- [OBJECTIVE]:
Return all of the rows below word for word, keeping every line unchanged.

- [EXCERPTED DATA]:
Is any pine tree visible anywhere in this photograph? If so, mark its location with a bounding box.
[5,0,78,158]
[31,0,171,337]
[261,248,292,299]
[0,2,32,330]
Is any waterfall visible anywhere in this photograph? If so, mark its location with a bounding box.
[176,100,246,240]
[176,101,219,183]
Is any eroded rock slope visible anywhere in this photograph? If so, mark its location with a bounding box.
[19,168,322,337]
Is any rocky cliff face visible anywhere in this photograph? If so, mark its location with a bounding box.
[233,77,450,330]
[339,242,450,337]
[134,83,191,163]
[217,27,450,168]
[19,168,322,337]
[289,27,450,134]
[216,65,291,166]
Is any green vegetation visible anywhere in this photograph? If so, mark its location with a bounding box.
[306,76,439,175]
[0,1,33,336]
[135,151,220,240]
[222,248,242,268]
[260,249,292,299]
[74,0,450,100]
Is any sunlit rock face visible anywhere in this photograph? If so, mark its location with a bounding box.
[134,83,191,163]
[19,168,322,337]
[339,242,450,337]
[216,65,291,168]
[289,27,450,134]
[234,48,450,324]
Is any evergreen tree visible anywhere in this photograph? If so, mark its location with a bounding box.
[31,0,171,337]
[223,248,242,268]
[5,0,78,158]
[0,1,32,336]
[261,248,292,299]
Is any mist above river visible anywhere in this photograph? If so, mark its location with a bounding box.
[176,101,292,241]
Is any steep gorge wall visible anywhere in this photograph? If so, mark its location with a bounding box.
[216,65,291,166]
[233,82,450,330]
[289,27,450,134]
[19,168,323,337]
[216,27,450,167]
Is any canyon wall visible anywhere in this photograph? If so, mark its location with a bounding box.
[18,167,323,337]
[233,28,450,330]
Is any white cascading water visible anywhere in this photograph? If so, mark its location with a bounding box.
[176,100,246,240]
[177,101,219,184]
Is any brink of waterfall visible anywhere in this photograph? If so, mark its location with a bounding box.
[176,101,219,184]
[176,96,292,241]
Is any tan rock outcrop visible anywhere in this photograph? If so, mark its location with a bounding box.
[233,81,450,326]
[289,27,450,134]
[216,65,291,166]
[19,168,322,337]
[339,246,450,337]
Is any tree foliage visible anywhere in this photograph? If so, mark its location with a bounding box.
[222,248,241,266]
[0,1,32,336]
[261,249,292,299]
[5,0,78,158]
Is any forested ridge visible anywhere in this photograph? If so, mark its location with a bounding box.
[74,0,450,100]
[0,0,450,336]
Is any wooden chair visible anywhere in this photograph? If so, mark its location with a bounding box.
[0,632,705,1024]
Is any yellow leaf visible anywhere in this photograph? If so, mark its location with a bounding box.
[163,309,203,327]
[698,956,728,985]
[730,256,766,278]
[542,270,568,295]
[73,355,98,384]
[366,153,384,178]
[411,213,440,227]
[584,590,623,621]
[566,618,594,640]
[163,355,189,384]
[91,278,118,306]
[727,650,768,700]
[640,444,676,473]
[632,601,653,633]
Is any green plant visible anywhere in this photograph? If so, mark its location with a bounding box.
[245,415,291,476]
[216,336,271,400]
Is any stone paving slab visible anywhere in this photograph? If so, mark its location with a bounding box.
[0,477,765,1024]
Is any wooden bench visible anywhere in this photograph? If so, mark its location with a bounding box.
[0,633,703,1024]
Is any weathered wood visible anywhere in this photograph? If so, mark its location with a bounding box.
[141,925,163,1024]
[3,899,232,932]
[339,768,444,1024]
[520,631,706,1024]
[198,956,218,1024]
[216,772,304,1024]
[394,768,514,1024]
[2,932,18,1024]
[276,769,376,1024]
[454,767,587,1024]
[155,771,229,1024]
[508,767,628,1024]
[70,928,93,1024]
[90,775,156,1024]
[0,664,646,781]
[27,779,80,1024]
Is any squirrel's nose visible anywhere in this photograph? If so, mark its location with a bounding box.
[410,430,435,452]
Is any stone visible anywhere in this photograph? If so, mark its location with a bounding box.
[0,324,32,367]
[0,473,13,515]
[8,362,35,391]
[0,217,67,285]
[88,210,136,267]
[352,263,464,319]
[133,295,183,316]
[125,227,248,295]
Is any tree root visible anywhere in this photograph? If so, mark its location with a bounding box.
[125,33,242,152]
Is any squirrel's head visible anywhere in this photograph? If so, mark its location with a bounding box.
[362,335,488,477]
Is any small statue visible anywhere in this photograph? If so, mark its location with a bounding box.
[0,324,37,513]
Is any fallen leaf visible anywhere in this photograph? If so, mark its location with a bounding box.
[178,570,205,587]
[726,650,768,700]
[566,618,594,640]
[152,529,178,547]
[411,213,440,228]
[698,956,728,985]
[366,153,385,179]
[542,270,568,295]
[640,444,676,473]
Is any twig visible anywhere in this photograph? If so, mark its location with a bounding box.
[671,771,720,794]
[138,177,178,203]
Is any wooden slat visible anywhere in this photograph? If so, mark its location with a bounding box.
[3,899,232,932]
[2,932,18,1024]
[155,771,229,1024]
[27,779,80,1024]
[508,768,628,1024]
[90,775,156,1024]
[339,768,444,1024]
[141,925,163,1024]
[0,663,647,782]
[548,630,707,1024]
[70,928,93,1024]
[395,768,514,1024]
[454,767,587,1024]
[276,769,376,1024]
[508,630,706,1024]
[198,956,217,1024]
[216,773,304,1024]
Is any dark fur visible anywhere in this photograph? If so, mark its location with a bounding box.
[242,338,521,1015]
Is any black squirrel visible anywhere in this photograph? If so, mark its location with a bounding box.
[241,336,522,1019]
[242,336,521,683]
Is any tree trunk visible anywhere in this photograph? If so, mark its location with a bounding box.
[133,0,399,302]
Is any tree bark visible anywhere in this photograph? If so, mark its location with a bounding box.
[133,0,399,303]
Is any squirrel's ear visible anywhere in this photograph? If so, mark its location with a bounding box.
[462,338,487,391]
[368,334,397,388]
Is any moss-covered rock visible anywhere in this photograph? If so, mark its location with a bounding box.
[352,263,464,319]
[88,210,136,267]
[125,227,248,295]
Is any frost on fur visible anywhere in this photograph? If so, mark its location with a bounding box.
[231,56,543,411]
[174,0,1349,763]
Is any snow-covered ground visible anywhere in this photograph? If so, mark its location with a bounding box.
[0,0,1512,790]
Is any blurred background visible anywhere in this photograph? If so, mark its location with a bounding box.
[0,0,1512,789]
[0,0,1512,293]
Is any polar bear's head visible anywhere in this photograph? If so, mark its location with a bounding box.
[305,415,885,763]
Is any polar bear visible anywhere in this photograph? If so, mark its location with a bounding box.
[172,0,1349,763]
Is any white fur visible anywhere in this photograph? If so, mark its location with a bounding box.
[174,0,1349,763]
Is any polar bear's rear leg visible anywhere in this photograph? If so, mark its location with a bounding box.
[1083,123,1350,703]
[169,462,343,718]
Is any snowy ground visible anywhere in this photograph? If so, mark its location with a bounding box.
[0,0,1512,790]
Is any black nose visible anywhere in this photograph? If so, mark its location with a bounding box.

- [ANSWER TO THIS TASK]:
Is any pine tree visible anywhere in this photograph? If so, mark its location with a bounding box.
[5,0,78,158]
[31,0,171,337]
[261,248,292,299]
[0,2,32,330]
Is any waterfall visible anywhere in this photograph? If so, mark its location with a bounding box.
[176,100,246,240]
[176,101,219,183]
Is any eroded rock slope visible anywhere in this photograph? If so, mark its location with a bounding box.
[19,168,322,337]
Is any rocky cliff face visible anywhere in this photograph? If so, mark its location with a bounding box.
[233,77,450,330]
[339,242,450,337]
[134,83,191,163]
[217,27,450,168]
[19,168,322,337]
[289,27,450,134]
[216,65,291,166]
Is any green vegetation visible anywhere in this photograph? If so, mark its location with a bounding box.
[306,76,439,175]
[0,1,33,336]
[135,151,220,240]
[222,248,242,268]
[260,249,292,299]
[74,0,450,100]
Is any sunlit rock face visible anywhere in this photograph? If so, mark its location with a bounding box.
[134,83,191,163]
[19,168,322,337]
[339,242,450,337]
[216,65,291,168]
[289,27,450,134]
[234,48,450,324]
Is any evergreen tree visible anywhere in this photograph? If so, mark its location with a bounding box.
[31,0,171,337]
[223,248,242,268]
[5,0,78,158]
[0,1,32,336]
[261,248,292,299]
Is any mist above river visible anywhere in this photograph? If so, mark its location with a bounding box.
[176,101,292,241]
Is any steep gorge wall visible anywhere in this photograph? If so, mark its location with a bounding box.
[216,65,291,166]
[233,82,450,330]
[289,27,450,134]
[19,168,323,337]
[216,27,450,167]
Is any canyon wall visible anywhere in this photograph? If so, mark its location with a bounding box.
[18,167,323,337]
[233,28,450,330]
Is any white cascading water visible anywhere in this photograph? If so, mark its location with a bounding box.
[176,100,246,240]
[177,101,219,184]
Is any brink of waterfall visible anywhere in this photograph? If so, mark its location with a bounding box.
[176,101,219,184]
[176,96,292,241]
Is any tan rock outcrop visible anywhere in this photograph? If so, mark its location with a bounding box.
[233,81,450,326]
[289,27,450,134]
[216,65,291,166]
[19,168,322,337]
[339,246,450,337]
Is any tree foliage visible anywhere in this photograph? If so, mark its location with a bounding box.
[222,248,241,266]
[0,1,32,336]
[261,249,292,299]
[5,0,78,158]
Is any forested ridge visible anywhere in this photograph? If so, mark its location with a bounding box.
[74,0,450,100]
[0,0,450,336]
Is any wooden chair visible anywhere in this photograph? If so, mark its location with a bounding box.
[0,632,705,1024]
Is any yellow leaf visible anywhere in this photograph? If so, mark its location with a bounding box.
[163,309,203,327]
[698,956,728,985]
[730,256,766,278]
[542,270,568,295]
[73,355,98,384]
[366,153,384,178]
[411,213,440,227]
[584,590,623,621]
[566,618,594,640]
[163,355,189,384]
[91,278,118,306]
[727,650,768,700]
[640,444,676,473]
[632,601,653,633]
Is any green plant visible anywhere in this photograph? If so, mark its location with a bounding box.
[245,415,291,476]
[216,336,271,400]
Is any stone paving slab visible anywhere in this photograph? If so, mark its location with a bounding box.
[0,477,765,1024]
Is any wooden bench visible anywhere in this photograph? If so, mark its location with a bounding box.
[0,633,703,1024]
Is any weathered wood visible anywhere in this photograph? If so, mark its location with a bounding box.
[141,925,163,1024]
[3,899,232,932]
[339,768,444,1024]
[520,631,706,1024]
[198,956,218,1024]
[216,772,304,1024]
[394,768,514,1024]
[2,932,18,1024]
[276,769,376,1024]
[454,767,587,1024]
[155,771,229,1024]
[508,767,628,1024]
[70,928,93,1024]
[90,775,156,1024]
[0,664,646,781]
[27,779,80,1024]
Is any squirrel's nose visible anywhere in this photograph? If so, mark its location with a bounding box.
[410,430,435,452]
Is any stone visible anywhere in this photograph? If so, mark its location with a bounding box.
[0,324,32,367]
[0,473,13,515]
[8,362,35,391]
[0,217,67,285]
[88,210,136,267]
[352,263,464,319]
[133,295,183,316]
[125,227,248,295]
Is any tree root visible anywhere in this photograph? If so, mark its location with a bounding box.
[125,33,242,152]
Is any squirrel's head visible anywhere in this photograph? If so, mark its location with a bounding box.
[362,335,488,477]
Is any small statue visible anywhere in this photograph? If so, mark its location with a bounding box.
[0,324,37,513]
Is any fallen leaf visible anywhere in this photograph? If so, mark its location with a bounding box.
[178,570,205,587]
[726,650,768,700]
[566,618,594,640]
[152,529,178,547]
[411,213,440,228]
[698,956,728,985]
[366,153,385,179]
[542,270,568,295]
[640,444,676,473]
Is any twig visible anywhere in this photograph? If so, mark its location with a bounding box.
[671,771,720,794]
[138,177,178,203]
Is any wooden slat visible anywhere in this photograph? If so, mark its location with a bounding box.
[3,899,232,932]
[2,932,18,1024]
[155,771,229,1024]
[27,779,80,1024]
[508,768,628,1024]
[90,775,156,1024]
[339,768,444,1024]
[141,925,163,1024]
[0,663,647,782]
[548,630,707,1024]
[70,928,93,1024]
[395,768,514,1024]
[454,767,587,1024]
[276,769,376,1024]
[508,630,706,1024]
[198,956,217,1024]
[216,773,304,1024]
Is any dark fur visible anywhere in this photograph? If so, mark its location with a bounding box.
[242,338,521,1015]
Is any black squirrel visible anywhere in this photograph? If so, mark its location with a bounding box.
[241,336,522,1019]
[242,336,521,683]
Is any tree trunk visible anywhere in this photograph? If so, mark its location with a bounding box.
[133,0,399,302]
Is any tree bark visible anywhere in this photograph? If so, mark its location with a bounding box.
[133,0,399,303]
Is any squirrel's ear visible anywhere in this photograph? If so, mark its location with a bounding box.
[462,338,487,391]
[368,334,397,388]
Is any moss-covered rock visible anywhere in this photograph? If so, mark its location with a bounding box.
[352,263,464,319]
[88,210,136,267]
[125,227,248,295]
Is any frost on fur visible anywhere in this photograph? If so, mark its location with a bounding box.
[231,56,543,411]
[174,0,1349,763]
Is any snow-covered ground visible anywhere in this photograph? If so, mark its location with a bounding box.
[0,0,1512,790]
Is any blurred background visible anywhere in this photograph? If so, mark its location with a bounding box.
[0,0,1512,789]
[0,0,1512,293]
Is any polar bear's head visible anywhere in this photograph? If so, mark its location with a bounding box.
[305,415,885,763]
Is any polar bear visible anywhere in this photograph? If so, mark its location with a bounding box.
[172,0,1349,763]
Is any white fur visible anywhere in this photograph? If so, mark its location with a bounding box.
[174,0,1349,763]
Is any polar bear's rear leg visible anywhere in this photograph? If so, mark its location with a bounding box.
[1083,123,1350,703]
[169,462,343,718]
Is any snowy ground visible anywhere in this photograph? If so, mark its location with a bounding box.
[0,0,1512,790]
Is any black nose visible anywhere in this photograph? If so, mark its location with a bounding box.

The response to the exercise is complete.